## [WORK TO DO]
Turn the records below, from the line with "Category: shrub" up to and including the line with "pixel 621 158", into a Markdown table with columns named Row and Line. Put one line per table row, numbered, and leave out blank lines.

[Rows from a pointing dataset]
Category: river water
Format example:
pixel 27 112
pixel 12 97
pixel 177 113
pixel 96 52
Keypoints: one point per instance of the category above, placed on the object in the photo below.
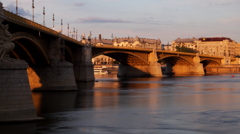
pixel 168 105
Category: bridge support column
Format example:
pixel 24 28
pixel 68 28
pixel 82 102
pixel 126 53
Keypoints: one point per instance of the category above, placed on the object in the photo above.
pixel 83 67
pixel 152 69
pixel 16 102
pixel 59 76
pixel 195 69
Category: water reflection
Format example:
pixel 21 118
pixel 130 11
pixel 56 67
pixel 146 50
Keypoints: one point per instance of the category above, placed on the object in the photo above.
pixel 182 105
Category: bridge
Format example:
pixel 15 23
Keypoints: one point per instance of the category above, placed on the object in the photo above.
pixel 55 61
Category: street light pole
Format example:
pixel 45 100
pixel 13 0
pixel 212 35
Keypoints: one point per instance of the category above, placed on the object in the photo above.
pixel 68 29
pixel 53 21
pixel 61 26
pixel 44 16
pixel 33 9
pixel 17 7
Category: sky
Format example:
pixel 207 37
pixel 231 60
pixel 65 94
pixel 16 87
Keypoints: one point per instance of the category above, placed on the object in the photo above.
pixel 166 20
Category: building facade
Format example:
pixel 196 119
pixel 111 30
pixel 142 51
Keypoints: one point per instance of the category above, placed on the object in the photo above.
pixel 214 46
pixel 123 42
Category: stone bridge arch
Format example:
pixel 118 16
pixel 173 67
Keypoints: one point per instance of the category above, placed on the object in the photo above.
pixel 210 62
pixel 30 49
pixel 126 58
pixel 177 60
pixel 182 65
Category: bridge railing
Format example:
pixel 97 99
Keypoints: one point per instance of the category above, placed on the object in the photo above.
pixel 11 17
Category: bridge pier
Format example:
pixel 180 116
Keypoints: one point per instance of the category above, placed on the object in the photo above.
pixel 153 68
pixel 59 76
pixel 16 102
pixel 83 67
pixel 195 69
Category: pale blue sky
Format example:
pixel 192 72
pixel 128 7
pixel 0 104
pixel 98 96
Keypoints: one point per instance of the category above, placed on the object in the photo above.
pixel 164 19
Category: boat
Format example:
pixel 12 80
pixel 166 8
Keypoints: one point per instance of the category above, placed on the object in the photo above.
pixel 99 70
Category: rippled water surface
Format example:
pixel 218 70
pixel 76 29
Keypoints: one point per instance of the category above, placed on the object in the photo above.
pixel 168 105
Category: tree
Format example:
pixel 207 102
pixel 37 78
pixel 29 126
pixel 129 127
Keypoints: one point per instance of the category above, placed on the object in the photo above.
pixel 185 49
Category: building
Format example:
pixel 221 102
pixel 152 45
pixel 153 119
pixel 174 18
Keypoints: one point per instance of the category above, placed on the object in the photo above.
pixel 123 42
pixel 129 42
pixel 137 43
pixel 215 46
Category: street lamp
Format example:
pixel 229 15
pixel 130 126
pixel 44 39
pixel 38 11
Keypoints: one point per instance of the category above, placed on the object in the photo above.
pixel 53 21
pixel 44 16
pixel 17 7
pixel 68 29
pixel 33 9
pixel 61 26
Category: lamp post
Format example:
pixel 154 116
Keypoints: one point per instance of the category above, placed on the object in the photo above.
pixel 61 26
pixel 53 21
pixel 33 10
pixel 76 34
pixel 44 16
pixel 17 7
pixel 68 29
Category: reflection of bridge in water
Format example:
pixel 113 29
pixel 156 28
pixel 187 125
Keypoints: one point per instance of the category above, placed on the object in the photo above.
pixel 46 51
pixel 56 62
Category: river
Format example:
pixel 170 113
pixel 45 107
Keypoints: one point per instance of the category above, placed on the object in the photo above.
pixel 167 105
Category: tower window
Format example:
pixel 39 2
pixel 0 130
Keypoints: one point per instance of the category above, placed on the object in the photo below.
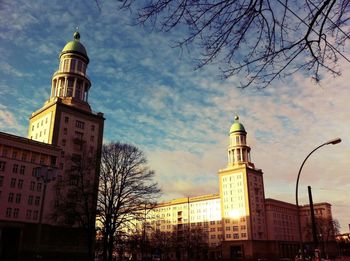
pixel 79 66
pixel 8 212
pixel 78 90
pixel 72 65
pixel 70 87
pixel 2 165
pixel 65 65
pixel 79 124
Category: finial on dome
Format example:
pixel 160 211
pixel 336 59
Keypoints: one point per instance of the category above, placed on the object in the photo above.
pixel 76 34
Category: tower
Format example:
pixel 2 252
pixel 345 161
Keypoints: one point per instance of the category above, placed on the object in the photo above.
pixel 67 121
pixel 241 191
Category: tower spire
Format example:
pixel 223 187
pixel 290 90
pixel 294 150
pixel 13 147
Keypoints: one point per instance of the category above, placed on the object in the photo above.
pixel 238 152
pixel 70 82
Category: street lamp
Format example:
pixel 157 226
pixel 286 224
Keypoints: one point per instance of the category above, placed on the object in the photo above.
pixel 46 175
pixel 333 142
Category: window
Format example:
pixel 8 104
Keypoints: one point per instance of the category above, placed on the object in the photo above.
pixel 70 87
pixel 18 198
pixel 79 124
pixel 10 198
pixel 79 66
pixel 2 165
pixel 42 159
pixel 38 186
pixel 28 214
pixel 8 212
pixel 72 65
pixel 20 183
pixel 32 185
pixel 65 65
pixel 13 183
pixel 4 152
pixel 30 200
pixel 15 213
pixel 37 200
pixel 35 215
pixel 33 159
pixel 15 168
pixel 78 90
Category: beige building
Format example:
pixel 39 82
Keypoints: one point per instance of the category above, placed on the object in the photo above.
pixel 42 174
pixel 238 222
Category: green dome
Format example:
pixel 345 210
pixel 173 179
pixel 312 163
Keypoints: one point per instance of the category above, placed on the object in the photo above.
pixel 237 126
pixel 75 47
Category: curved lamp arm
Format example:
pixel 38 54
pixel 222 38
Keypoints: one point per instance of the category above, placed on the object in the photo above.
pixel 333 142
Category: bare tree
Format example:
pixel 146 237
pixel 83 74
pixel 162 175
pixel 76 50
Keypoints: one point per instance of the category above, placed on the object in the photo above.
pixel 126 187
pixel 259 40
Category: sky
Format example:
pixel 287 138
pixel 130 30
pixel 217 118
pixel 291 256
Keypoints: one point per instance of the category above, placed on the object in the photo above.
pixel 152 97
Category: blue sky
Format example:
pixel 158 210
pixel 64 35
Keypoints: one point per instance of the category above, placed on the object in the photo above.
pixel 152 98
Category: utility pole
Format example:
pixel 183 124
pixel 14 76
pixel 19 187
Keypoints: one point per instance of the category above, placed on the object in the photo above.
pixel 314 231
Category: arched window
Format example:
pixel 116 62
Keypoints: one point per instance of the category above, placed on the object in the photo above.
pixel 78 90
pixel 70 87
pixel 72 65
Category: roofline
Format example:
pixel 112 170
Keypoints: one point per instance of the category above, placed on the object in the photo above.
pixel 28 141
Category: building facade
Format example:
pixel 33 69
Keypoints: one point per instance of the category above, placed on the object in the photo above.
pixel 41 176
pixel 238 222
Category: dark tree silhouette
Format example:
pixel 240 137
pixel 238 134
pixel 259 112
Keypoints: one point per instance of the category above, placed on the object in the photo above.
pixel 257 40
pixel 126 189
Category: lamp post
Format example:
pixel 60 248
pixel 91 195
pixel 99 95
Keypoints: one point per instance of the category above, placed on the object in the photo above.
pixel 46 175
pixel 333 142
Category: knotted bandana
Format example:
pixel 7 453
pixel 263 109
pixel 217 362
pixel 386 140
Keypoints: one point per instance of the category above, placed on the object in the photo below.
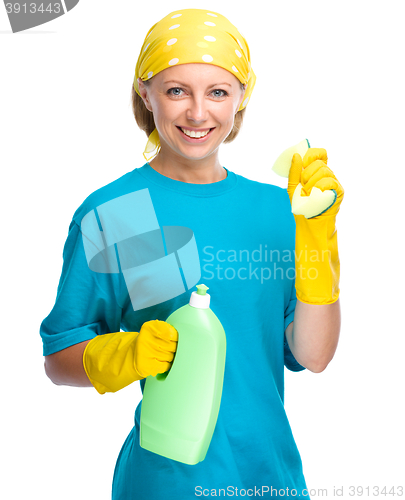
pixel 193 36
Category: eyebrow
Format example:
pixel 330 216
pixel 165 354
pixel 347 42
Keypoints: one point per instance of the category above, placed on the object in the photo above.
pixel 185 85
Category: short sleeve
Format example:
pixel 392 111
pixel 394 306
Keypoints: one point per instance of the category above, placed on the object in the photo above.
pixel 289 361
pixel 85 304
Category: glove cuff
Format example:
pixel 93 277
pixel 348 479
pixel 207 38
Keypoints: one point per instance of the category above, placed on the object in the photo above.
pixel 317 261
pixel 108 361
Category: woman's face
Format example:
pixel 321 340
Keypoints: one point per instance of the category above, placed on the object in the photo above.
pixel 195 97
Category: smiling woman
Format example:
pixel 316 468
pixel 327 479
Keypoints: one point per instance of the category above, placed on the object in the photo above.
pixel 145 121
pixel 124 272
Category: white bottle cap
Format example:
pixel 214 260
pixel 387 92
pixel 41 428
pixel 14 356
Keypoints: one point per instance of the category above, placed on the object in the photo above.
pixel 200 299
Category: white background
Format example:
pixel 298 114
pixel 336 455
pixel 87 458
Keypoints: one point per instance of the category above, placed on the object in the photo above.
pixel 328 71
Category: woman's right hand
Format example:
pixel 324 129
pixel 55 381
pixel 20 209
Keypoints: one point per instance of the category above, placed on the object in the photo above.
pixel 115 360
pixel 155 347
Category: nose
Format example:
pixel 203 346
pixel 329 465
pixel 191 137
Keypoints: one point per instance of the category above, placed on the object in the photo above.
pixel 197 109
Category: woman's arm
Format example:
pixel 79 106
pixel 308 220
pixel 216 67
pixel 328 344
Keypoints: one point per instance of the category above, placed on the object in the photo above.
pixel 66 367
pixel 313 335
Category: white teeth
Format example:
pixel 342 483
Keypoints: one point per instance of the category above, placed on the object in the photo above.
pixel 191 133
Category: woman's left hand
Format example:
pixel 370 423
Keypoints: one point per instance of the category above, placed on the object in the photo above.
pixel 312 170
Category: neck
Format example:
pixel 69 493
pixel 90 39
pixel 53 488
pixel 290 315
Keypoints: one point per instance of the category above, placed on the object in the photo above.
pixel 203 171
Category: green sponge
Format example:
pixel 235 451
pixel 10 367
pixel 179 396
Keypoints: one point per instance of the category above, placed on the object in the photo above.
pixel 318 201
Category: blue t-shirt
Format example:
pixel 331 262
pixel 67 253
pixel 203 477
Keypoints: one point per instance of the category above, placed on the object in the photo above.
pixel 136 248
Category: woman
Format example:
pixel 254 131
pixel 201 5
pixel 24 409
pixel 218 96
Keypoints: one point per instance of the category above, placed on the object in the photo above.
pixel 124 269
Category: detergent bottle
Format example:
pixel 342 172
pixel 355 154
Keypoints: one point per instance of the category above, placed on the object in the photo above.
pixel 180 407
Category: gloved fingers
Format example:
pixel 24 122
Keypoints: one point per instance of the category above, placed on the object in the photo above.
pixel 330 183
pixel 311 169
pixel 319 171
pixel 160 367
pixel 313 154
pixel 152 366
pixel 160 329
pixel 294 175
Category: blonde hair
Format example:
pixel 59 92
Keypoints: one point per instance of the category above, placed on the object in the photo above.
pixel 145 121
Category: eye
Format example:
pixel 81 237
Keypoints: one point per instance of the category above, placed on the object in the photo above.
pixel 224 92
pixel 169 92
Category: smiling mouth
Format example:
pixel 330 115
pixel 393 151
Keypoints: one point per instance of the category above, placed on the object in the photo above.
pixel 191 134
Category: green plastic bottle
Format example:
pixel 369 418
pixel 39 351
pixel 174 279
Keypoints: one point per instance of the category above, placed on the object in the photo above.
pixel 180 407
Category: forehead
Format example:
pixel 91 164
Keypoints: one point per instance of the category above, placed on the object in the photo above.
pixel 197 72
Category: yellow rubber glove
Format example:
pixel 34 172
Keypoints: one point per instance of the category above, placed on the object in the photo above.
pixel 115 360
pixel 317 262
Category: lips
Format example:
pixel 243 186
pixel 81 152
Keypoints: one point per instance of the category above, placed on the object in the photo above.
pixel 195 139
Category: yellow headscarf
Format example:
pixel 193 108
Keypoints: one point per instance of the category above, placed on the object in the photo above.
pixel 193 36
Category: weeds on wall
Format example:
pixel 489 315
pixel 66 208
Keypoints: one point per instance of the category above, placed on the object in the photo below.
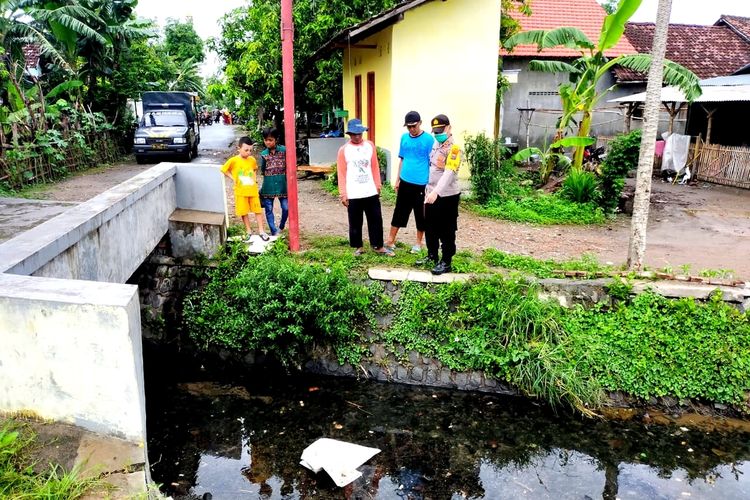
pixel 652 346
pixel 622 157
pixel 485 156
pixel 18 478
pixel 645 346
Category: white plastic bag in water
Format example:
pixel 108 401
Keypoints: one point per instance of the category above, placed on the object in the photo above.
pixel 338 458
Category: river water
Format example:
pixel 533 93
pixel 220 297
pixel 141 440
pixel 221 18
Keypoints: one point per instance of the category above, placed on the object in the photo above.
pixel 228 437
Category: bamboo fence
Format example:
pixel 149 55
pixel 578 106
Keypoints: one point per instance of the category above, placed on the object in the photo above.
pixel 727 165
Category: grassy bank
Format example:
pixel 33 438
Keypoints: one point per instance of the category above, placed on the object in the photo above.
pixel 20 477
pixel 646 347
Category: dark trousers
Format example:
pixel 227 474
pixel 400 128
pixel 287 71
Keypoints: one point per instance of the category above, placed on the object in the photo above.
pixel 441 225
pixel 370 207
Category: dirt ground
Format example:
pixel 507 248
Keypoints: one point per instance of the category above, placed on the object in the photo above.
pixel 706 226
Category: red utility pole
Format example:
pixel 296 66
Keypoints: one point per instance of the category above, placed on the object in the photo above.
pixel 290 129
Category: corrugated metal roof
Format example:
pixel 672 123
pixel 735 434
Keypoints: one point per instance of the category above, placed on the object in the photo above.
pixel 586 15
pixel 726 80
pixel 724 93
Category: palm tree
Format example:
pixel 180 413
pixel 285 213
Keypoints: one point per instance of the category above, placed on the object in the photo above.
pixel 580 95
pixel 642 199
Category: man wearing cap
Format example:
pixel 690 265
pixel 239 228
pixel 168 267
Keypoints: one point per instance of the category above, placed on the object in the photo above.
pixel 359 188
pixel 441 197
pixel 413 171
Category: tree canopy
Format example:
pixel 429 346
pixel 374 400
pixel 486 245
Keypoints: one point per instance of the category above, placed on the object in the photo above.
pixel 182 42
pixel 250 48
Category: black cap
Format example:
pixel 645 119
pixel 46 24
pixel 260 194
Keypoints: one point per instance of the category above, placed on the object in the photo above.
pixel 438 123
pixel 412 118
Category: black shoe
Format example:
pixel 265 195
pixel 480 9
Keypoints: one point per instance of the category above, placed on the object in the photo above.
pixel 441 268
pixel 425 260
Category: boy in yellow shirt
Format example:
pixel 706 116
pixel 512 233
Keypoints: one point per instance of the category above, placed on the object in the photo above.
pixel 241 170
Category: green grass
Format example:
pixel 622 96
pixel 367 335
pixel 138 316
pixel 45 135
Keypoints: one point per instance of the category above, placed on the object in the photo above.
pixel 328 250
pixel 644 346
pixel 18 478
pixel 543 268
pixel 543 209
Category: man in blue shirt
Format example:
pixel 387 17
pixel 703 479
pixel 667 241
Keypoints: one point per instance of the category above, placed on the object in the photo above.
pixel 413 174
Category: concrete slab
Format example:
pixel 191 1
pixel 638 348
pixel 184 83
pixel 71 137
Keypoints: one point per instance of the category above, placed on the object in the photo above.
pixel 121 486
pixel 382 274
pixel 256 246
pixel 420 276
pixel 388 274
pixel 677 289
pixel 18 215
pixel 99 454
pixel 197 217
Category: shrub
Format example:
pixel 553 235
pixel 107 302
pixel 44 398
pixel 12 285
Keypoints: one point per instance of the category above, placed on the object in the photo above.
pixel 580 186
pixel 382 162
pixel 496 325
pixel 654 346
pixel 484 156
pixel 279 306
pixel 541 209
pixel 621 158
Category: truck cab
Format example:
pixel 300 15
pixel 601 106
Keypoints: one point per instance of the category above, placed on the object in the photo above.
pixel 168 127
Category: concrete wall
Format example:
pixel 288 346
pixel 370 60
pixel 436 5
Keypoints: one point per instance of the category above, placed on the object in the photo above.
pixel 445 58
pixel 538 90
pixel 323 151
pixel 72 352
pixel 359 62
pixel 441 58
pixel 608 119
pixel 72 348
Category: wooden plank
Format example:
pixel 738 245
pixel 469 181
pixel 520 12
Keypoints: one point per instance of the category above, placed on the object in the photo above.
pixel 315 169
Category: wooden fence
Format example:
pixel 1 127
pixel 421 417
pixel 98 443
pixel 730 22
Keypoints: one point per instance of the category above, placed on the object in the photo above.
pixel 728 165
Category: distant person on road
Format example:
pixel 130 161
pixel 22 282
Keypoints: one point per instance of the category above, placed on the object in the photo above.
pixel 241 170
pixel 413 171
pixel 273 168
pixel 441 197
pixel 359 188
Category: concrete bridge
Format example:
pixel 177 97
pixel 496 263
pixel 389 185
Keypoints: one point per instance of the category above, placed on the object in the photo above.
pixel 69 325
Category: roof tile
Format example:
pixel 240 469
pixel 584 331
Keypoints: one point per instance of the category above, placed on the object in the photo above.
pixel 586 15
pixel 707 51
pixel 740 25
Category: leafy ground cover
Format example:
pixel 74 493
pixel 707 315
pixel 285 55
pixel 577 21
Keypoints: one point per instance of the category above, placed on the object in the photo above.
pixel 645 347
pixel 19 477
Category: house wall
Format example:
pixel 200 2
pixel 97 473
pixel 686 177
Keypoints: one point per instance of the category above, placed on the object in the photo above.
pixel 360 61
pixel 538 90
pixel 445 61
pixel 441 58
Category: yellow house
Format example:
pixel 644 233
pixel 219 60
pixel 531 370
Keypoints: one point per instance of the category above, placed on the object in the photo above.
pixel 431 56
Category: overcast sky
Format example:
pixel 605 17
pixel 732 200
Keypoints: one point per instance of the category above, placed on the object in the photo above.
pixel 206 14
pixel 694 11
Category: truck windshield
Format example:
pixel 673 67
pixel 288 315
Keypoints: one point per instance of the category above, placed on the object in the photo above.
pixel 164 119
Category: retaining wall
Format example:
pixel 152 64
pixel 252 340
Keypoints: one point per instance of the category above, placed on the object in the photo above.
pixel 72 348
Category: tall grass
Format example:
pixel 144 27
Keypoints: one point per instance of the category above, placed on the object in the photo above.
pixel 18 478
pixel 580 186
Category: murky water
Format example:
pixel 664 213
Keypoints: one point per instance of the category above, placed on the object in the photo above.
pixel 212 439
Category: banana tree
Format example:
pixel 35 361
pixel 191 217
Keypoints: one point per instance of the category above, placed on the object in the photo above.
pixel 580 95
pixel 553 155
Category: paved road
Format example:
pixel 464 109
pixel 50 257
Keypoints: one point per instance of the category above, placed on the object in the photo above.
pixel 18 215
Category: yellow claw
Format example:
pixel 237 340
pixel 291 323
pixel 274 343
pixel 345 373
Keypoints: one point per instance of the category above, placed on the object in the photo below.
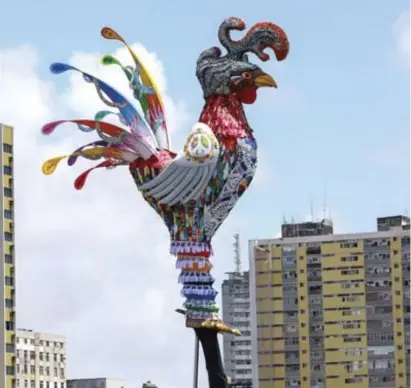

## [SOLVED EXERCISE]
| Row | Line |
|---|---|
| 1 | Category: shrub |
| 2 | Format example: |
| 3 | pixel 553 235 |
| 4 | pixel 107 302 |
| 5 | pixel 44 398 |
| 6 | pixel 12 285 |
| 7 | Keypoints: one point per instance of the category above, placed on the object in the photo above. |
| 8 | pixel 580 186 |
| 9 | pixel 382 162 |
| 10 | pixel 496 325 |
| 11 | pixel 654 346 |
| 12 | pixel 484 156 |
| 13 | pixel 279 306 |
| 14 | pixel 541 209 |
| 15 | pixel 621 158 |